## Selected extract
Look, the Wendy Davis candidacy for Texas governor isn’t going anywhere. (Ain’t goin’ nowhere, Bubba, as we might say in Texas.) What’s with the New York Times Magazine cover story on Feb.  16 – Wendy looking sleepily seductive,  blonde tresses streaming down to her shoulders; the headline inquiring in pseudo-provocative fashion, “Can Wendy Davis Have It All?”

No, she can’t. The likely Republican nominee for governor, Attorney General Greg Abbott, is exceedingly likely to mow her down, for reasons having nothing to do with that which feminists call gender and most people call sex. Thirty years ago, Texans, for all their rootin’ tootin’ shootin’ image, were properly reckoned among the greatest enthusiasts in the world for the leadership attributes of Margaret Thatcher. Were Wendy Davis, Democratic state senator and instant celeb on account of her filibuster against an abortion bill, to evoke the slightest resemblance to Maggie, she might have a fighting chance. No way, despite her recent embrace of legislation that would allow handguns to be carried openly. (As if the essence of responsible conservatism consisted in giving flesh to the peculiar idea of turning the streets into the O.K. Corral.)

Of course if Wendy were conservative, she’d be a Republican rather than the tough, self-assured have-it-all mom (Harvard Law degree, two daughters, divorce, a romantic relationship with a former Austin mayor) who supposedly inspires Democratic womanhood. And Eastern journalists.

In truth, the Times’ “have-it-all” headline turned off many as sexist. On the other hand, Wendy has propelled herself to national notice by telling a have-it-all story with some large holes. Seems, according to a Dallas Morning News story by Wayne Slater, that she bent in her own favor a few significant details, such as the length of her pre-Harvard stay in a trailer park and her devotion to husband and daughters back home while studying at Harvard. It turns out that the husband she divorced– the second one – had paid her way through Harvard and that she came home to Texas less often (once a month, the ex-husband said) than she had made known. The Times article wasn’t unfriendly to her. “Davis had succeeded on two levels – as a professional and as a mother of two adult daughters who seem to love and admire her – but getting to this point was probably not as simple as her campaign made it sound.”

Too bad, because her look-at-everything-I’ve-done narrative is about all that Wendy Davis has going for her as a candidate.  She’s asking for the right to govern a state that hasn’t elected a single Democrat to statewide office in two decades. She got famous for opposing, and temporarily killing, a bill banning abortions at 20 weeks – a bill she now says she might have supported had it allowed more latitude for women and their doctors. She’s for medical marijuana and letting voters decide on casino gambling. We’ll see in due course what else she’s got besides the admiration of the kind of people who admire Elizabeth Warren and read the New York Times.

## Source material
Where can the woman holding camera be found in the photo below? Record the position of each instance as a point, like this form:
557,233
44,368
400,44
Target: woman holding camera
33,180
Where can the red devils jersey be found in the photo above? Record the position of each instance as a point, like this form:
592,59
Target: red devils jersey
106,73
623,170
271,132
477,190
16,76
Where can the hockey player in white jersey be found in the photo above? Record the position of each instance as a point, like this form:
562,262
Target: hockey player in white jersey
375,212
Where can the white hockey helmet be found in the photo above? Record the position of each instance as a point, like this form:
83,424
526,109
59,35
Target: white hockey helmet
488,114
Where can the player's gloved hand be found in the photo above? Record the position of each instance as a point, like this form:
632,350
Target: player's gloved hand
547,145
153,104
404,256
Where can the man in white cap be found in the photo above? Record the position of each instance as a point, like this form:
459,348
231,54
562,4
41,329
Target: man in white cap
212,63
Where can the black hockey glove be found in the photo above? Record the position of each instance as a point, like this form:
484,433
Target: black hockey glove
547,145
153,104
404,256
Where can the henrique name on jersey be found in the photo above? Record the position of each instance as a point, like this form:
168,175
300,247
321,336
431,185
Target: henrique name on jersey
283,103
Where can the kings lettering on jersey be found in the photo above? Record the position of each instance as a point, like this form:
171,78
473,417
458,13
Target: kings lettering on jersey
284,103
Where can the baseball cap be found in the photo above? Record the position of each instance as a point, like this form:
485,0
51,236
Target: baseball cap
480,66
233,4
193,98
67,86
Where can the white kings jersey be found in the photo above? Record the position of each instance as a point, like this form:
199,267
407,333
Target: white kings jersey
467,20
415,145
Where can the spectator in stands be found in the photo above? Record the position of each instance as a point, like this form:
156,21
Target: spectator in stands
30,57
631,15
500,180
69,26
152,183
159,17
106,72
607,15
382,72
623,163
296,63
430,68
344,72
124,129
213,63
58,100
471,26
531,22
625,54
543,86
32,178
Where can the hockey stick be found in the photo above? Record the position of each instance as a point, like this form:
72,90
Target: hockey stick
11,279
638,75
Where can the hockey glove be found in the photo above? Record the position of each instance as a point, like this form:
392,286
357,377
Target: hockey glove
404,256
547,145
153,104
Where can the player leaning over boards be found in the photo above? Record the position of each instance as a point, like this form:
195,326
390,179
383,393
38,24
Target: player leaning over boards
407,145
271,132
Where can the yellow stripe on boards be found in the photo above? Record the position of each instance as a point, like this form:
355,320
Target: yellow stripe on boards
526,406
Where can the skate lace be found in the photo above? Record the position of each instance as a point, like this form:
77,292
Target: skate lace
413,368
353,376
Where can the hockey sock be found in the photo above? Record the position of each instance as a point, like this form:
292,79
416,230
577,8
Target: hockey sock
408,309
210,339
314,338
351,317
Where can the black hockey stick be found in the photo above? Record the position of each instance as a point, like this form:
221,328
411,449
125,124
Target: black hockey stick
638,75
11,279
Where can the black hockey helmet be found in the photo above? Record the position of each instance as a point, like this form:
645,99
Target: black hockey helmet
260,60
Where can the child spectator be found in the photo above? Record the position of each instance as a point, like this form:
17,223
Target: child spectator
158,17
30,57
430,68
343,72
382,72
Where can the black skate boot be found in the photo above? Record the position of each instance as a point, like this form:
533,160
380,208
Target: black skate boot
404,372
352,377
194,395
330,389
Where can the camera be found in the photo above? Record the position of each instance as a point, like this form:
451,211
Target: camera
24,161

## Task description
Answer these questions from the column on Wendy Davis:
(a) Who does the column name as the likely Republican nominee for governor?
(b) According to the ex-husband, how often did Davis come home to Texas while studying at Harvard?
(c) What did the bill that Davis opposed and temporarily killed ban?
Work only from the column on Wendy Davis.

## Response to the exercise
(a) Attorney General Greg Abbott
(b) Once a month
(c) Abortions at 20 weeks